#### [SELECTED EXCERPT]
== Segment start ==

At almost 79, the retired philosophy professor has the waddling gait of a stocky man starting to shrink with advancing years. But here in a Wisconsin courtroom in October, Fetzer is every bit the tempestuous man he was in the classroom: animated, bellicose, and unflaggingly confident in his intellectual superiority.
Across the courtroom, Fetzer’s longtime nemesis is stoic by contrast. Leonard Pozner is soft-spoken and restrained. In a dark-gray suit and salt-and-pepper goatee, Pozner, 52, is thinner and more polished than in the old photos of him still frequently used in the media. Fetzer says he’s too thin, too young-looking, and too goateed to be who he says he is: the father of the youngest victim of the 2012 mass shooting at Sandy Hook Elementary School in Newtown, Conn. Fetzer thinks Pozner is a phony (“probably Mossad”) and doesn’t believe his son or the 19 other children slaughtered in their first-grade classrooms ever existed.

== Segment end ==

Data items:
== Segment start ==

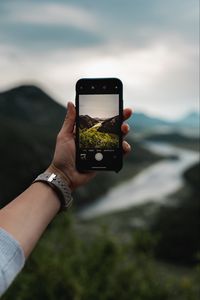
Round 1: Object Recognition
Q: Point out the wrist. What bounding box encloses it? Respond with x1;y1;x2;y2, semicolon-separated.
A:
46;163;72;191
33;168;73;211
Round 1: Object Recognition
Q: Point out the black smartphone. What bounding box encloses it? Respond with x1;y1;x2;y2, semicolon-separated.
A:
76;78;123;172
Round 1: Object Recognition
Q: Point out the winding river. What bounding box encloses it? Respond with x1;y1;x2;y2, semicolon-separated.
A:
80;142;199;219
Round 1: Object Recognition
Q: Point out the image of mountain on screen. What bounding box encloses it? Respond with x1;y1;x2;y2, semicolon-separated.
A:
79;115;119;149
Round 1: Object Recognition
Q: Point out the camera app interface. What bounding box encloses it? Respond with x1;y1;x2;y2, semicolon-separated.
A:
79;94;119;161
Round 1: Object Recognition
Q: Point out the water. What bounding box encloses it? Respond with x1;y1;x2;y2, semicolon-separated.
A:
80;143;199;219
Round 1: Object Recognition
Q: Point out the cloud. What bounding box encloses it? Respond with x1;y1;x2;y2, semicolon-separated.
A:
0;0;199;117
0;41;198;118
0;2;98;32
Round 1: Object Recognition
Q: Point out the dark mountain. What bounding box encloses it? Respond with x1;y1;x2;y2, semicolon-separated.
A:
79;115;98;129
0;86;162;207
0;86;66;206
97;116;119;134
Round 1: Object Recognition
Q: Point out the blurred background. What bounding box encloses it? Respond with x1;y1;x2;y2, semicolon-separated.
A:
0;0;200;300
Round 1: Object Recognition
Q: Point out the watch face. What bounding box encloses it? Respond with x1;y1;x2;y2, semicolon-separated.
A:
34;172;73;210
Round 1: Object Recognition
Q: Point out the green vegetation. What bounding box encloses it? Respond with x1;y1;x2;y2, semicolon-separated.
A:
2;214;199;300
79;128;119;149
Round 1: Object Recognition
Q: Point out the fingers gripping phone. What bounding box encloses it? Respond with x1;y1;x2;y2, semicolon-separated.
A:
76;78;123;172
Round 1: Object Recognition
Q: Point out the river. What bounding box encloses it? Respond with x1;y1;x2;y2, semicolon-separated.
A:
80;142;199;219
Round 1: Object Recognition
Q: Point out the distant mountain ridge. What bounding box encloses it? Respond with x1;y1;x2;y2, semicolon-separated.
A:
79;115;119;134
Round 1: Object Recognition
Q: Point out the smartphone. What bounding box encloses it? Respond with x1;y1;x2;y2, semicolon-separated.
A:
76;78;123;172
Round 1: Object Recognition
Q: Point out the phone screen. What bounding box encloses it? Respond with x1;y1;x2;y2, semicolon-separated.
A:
79;94;119;152
76;80;122;170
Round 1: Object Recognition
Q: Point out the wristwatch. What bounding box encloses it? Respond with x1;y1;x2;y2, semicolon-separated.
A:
33;172;73;211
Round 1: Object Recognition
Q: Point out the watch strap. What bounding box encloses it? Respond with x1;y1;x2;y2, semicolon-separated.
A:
33;172;73;210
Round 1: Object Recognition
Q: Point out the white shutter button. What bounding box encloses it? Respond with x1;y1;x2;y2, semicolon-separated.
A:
95;152;103;161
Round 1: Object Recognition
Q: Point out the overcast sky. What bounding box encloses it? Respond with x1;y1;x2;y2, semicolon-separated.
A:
0;0;199;118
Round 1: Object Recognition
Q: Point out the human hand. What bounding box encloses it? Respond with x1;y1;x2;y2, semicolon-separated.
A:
47;102;132;190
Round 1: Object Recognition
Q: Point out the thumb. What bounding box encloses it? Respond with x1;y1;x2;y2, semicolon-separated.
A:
61;102;76;134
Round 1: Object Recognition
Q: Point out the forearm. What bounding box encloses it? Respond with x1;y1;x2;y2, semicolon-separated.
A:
0;182;60;257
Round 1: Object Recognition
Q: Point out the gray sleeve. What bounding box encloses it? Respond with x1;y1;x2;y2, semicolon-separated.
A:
0;228;25;296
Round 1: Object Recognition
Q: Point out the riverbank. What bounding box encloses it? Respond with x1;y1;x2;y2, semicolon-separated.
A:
79;142;199;219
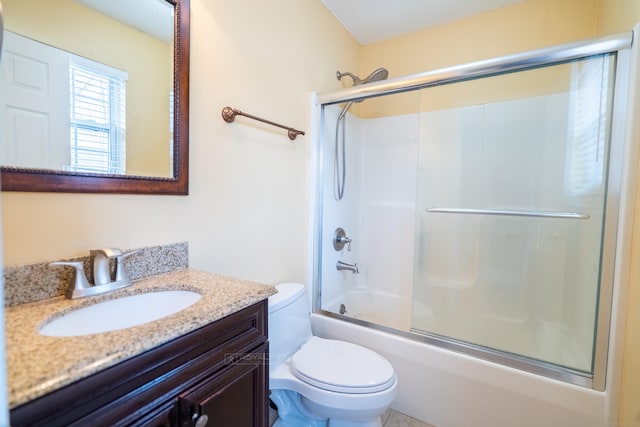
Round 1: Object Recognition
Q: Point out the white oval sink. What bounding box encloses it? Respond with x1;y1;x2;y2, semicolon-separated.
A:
38;291;202;337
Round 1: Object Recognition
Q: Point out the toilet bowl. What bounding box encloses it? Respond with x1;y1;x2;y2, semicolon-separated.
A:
269;283;397;427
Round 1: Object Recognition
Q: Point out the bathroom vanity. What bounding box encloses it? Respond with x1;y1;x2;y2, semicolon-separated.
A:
6;269;275;427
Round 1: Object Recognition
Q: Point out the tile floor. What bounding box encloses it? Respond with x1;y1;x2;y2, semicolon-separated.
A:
382;409;435;427
269;409;435;427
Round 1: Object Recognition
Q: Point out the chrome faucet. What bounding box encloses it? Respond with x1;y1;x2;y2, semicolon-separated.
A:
49;248;138;298
336;261;360;274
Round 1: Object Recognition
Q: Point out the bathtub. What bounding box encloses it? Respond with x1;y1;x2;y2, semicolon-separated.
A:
311;310;610;427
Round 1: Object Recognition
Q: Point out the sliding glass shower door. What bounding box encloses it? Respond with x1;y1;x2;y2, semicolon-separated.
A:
411;54;616;374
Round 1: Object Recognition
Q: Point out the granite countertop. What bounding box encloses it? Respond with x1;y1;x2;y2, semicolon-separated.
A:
5;268;277;408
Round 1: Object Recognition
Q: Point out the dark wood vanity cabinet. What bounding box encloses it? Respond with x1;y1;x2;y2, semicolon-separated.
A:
11;300;269;427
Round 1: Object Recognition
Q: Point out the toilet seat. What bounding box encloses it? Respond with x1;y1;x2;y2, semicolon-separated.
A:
289;336;396;394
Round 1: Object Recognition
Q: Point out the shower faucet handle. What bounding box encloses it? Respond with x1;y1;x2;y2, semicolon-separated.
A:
333;227;351;251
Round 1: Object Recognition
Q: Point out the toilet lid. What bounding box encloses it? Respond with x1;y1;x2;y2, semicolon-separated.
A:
290;337;396;393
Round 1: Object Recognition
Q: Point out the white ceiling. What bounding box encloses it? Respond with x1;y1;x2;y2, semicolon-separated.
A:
320;0;525;45
76;0;173;43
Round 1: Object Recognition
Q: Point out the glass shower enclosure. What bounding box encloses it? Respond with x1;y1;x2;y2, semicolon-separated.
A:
314;32;630;389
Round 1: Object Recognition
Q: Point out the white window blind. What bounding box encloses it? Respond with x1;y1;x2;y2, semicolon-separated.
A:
568;55;614;195
69;57;127;174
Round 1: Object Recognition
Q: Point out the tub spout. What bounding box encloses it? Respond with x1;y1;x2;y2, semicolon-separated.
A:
336;261;360;274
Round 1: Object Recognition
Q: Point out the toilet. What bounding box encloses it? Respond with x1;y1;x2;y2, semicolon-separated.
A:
269;283;397;427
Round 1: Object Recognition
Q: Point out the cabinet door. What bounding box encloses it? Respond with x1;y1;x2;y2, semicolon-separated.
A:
179;345;269;427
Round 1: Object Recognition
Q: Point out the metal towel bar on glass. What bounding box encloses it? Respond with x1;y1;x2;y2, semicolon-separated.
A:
427;208;589;219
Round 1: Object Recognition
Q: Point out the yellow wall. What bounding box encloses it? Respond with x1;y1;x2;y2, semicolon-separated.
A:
598;0;640;427
2;0;359;283
2;0;173;177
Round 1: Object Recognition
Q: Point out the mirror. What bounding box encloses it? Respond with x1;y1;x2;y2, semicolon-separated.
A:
0;0;189;195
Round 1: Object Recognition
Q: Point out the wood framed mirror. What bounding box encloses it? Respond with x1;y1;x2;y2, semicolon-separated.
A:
0;0;190;195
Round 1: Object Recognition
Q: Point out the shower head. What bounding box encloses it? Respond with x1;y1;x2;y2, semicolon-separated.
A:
336;68;389;86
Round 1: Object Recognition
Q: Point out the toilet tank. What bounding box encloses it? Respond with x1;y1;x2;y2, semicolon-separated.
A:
269;283;311;370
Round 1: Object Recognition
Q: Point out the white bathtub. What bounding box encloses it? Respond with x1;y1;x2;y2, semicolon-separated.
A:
311;307;607;427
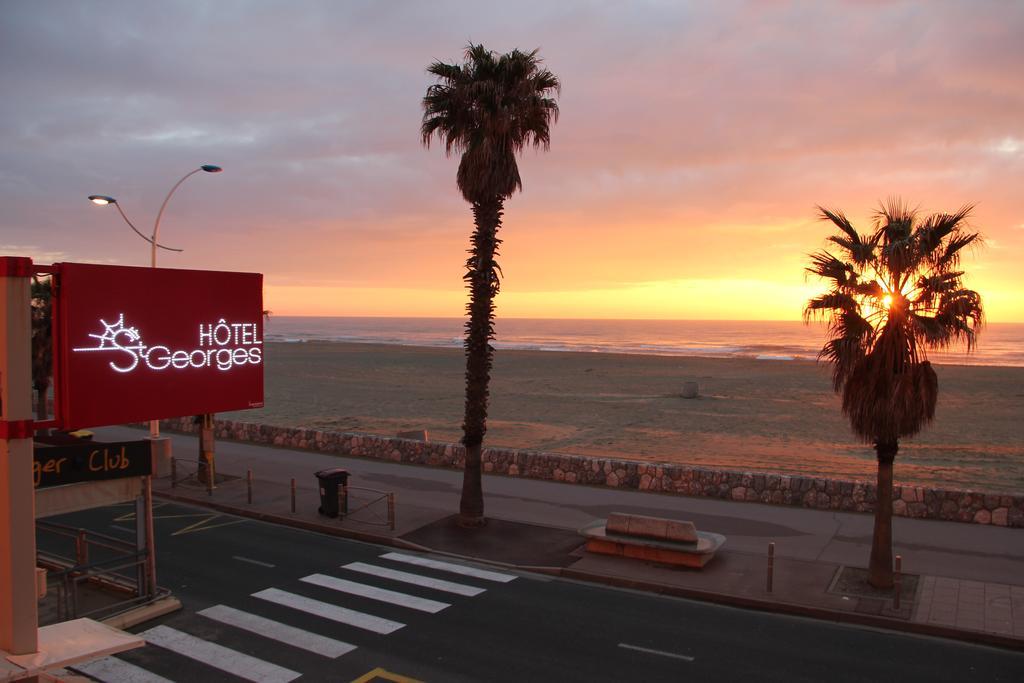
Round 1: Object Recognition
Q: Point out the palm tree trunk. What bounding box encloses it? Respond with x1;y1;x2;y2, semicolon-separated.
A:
867;440;899;588
459;197;503;526
36;380;50;421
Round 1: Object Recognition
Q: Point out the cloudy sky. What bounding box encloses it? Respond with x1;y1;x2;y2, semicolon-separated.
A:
0;0;1024;322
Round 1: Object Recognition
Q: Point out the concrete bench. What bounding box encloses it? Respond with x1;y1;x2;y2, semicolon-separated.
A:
580;512;725;569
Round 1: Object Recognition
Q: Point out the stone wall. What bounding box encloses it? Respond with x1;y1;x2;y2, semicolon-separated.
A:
153;418;1024;528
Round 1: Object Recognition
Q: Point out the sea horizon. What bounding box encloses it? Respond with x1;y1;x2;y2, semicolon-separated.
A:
264;314;1024;367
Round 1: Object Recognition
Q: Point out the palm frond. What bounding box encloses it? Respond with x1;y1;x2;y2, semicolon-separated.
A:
806;251;857;287
804;198;983;443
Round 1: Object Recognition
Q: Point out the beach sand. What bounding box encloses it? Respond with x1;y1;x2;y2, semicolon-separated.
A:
221;342;1024;493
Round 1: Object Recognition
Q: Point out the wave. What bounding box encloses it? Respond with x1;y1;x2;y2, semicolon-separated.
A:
264;316;1024;367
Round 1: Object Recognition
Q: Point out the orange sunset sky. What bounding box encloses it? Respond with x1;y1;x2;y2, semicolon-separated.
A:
6;0;1024;322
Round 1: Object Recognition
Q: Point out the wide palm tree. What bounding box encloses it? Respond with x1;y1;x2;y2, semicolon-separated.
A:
420;44;561;526
804;199;983;588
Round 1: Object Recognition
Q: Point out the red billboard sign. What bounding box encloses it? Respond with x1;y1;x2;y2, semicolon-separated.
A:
55;263;263;429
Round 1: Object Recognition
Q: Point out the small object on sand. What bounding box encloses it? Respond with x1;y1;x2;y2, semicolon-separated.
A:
397;429;430;441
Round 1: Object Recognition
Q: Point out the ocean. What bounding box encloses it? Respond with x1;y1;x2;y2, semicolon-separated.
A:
264;315;1024;367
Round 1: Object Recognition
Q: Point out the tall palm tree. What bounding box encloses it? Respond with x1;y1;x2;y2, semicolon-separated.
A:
32;276;53;420
420;43;561;526
804;199;983;588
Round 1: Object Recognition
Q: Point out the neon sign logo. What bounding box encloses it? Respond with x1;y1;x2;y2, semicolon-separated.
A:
72;313;263;373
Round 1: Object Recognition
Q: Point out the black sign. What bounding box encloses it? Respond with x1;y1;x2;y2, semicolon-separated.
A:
32;440;153;488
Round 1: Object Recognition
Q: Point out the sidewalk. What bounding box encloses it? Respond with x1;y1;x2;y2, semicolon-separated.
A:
97;427;1024;649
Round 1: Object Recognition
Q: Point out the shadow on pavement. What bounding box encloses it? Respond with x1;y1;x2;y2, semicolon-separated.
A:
401;515;583;567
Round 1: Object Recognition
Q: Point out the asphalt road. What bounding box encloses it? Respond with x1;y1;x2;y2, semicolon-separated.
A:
44;504;1024;682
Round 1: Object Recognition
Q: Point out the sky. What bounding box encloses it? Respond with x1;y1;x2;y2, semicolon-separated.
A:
0;0;1024;322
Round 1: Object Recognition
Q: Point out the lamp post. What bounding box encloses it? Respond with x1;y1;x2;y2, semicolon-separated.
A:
89;164;223;598
89;164;224;438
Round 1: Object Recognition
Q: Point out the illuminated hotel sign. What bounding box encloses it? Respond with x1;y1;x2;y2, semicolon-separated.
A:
72;313;263;373
55;263;263;429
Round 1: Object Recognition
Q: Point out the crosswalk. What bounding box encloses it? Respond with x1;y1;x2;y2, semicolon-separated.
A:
74;552;516;683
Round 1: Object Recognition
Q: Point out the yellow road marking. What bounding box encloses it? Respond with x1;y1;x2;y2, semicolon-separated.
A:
352;667;423;683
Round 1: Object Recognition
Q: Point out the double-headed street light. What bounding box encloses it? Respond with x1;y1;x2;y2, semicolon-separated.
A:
89;164;224;438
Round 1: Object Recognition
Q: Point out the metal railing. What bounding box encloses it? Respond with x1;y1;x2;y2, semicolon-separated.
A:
338;485;394;531
36;520;169;621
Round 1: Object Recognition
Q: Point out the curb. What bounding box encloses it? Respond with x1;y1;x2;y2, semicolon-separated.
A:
559;567;1024;650
103;595;181;631
153;490;1024;651
153;490;434;553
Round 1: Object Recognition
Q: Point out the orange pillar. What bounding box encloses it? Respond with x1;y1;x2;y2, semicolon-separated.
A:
0;256;39;654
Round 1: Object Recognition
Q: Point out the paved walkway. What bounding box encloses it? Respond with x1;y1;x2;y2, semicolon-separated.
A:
97;427;1024;649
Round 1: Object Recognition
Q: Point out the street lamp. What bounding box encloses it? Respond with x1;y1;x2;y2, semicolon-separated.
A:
89;164;224;438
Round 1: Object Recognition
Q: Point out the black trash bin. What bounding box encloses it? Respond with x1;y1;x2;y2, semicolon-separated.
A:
316;467;348;517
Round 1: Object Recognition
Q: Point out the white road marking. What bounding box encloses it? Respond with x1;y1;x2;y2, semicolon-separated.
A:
253;588;406;634
198;605;355;658
71;657;174;683
618;643;696;661
138;626;302;683
381;553;516;584
231;555;278;569
341;562;486;597
299;573;452;614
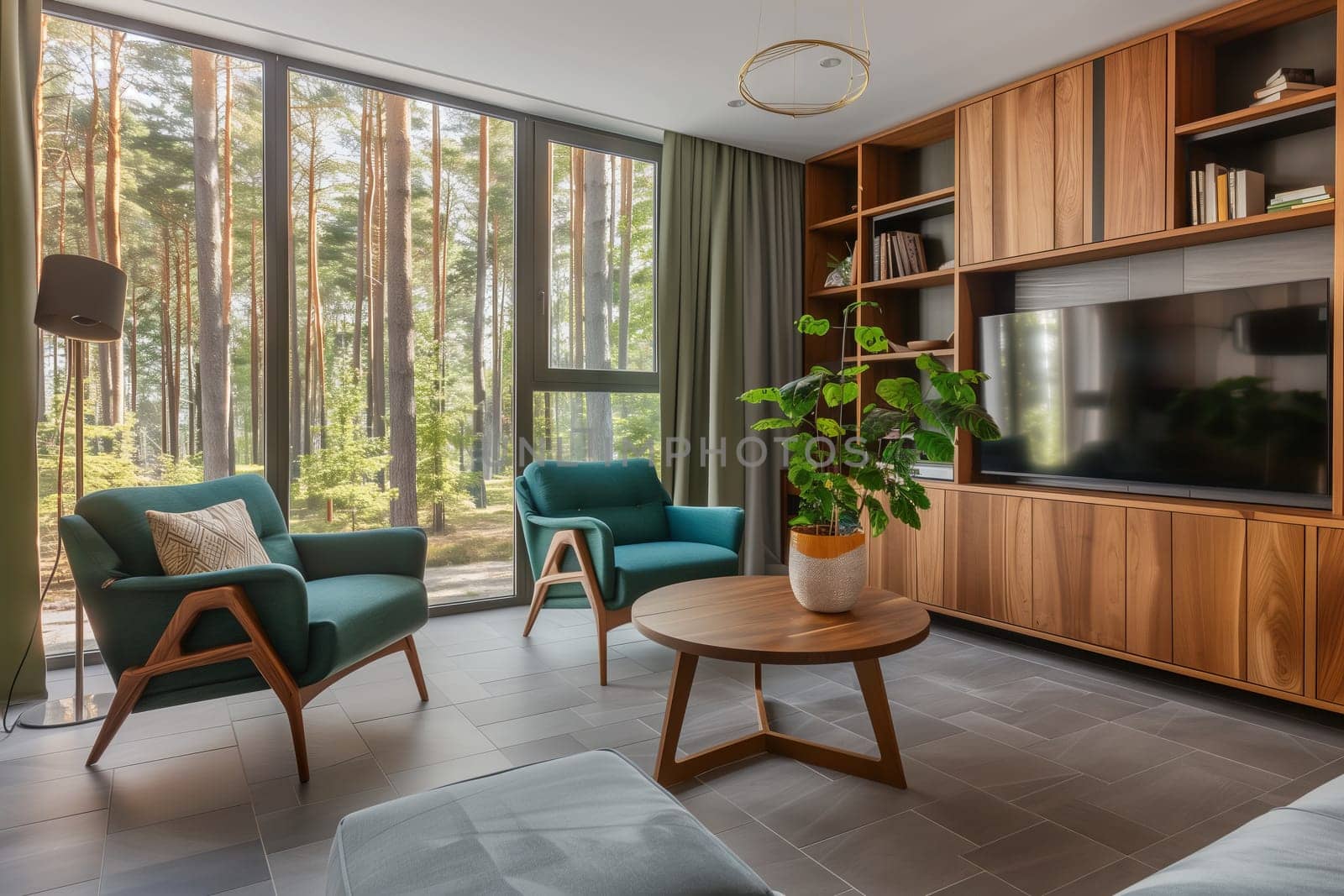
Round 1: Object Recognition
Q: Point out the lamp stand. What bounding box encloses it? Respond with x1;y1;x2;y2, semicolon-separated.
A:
18;338;113;728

== Segment end ==

#### [ACTIVITY]
Return the entire courtroom passage word for word. These rows have no connection to the courtroom passage.

#### [EXERCISE RESULT]
At almost 79, the retired philosophy professor has the waddling gait of a stocky man starting to shrink with advancing years. But here in a Wisconsin courtroom in October, Fetzer is every bit the tempestuous man he was in the classroom: animated, bellicose, and unflaggingly confident in his intellectual superiority.
Across the courtroom, Fetzer’s longtime nemesis is stoic by contrast. Leonard Pozner is soft-spoken and restrained. In a dark-gray suit and salt-and-pepper goatee, Pozner, 52, is thinner and more polished than in the old photos of him still frequently used in the media. Fetzer says he’s too thin, too young-looking, and too goateed to be who he says he is: the father of the youngest victim of the 2012 mass shooting at Sandy Hook Elementary School in Newtown, Conn. Fetzer thinks Pozner is a phony (“probably Mossad”) and doesn’t believe his son or the 19 other children slaughtered in their first-grade classrooms ever existed.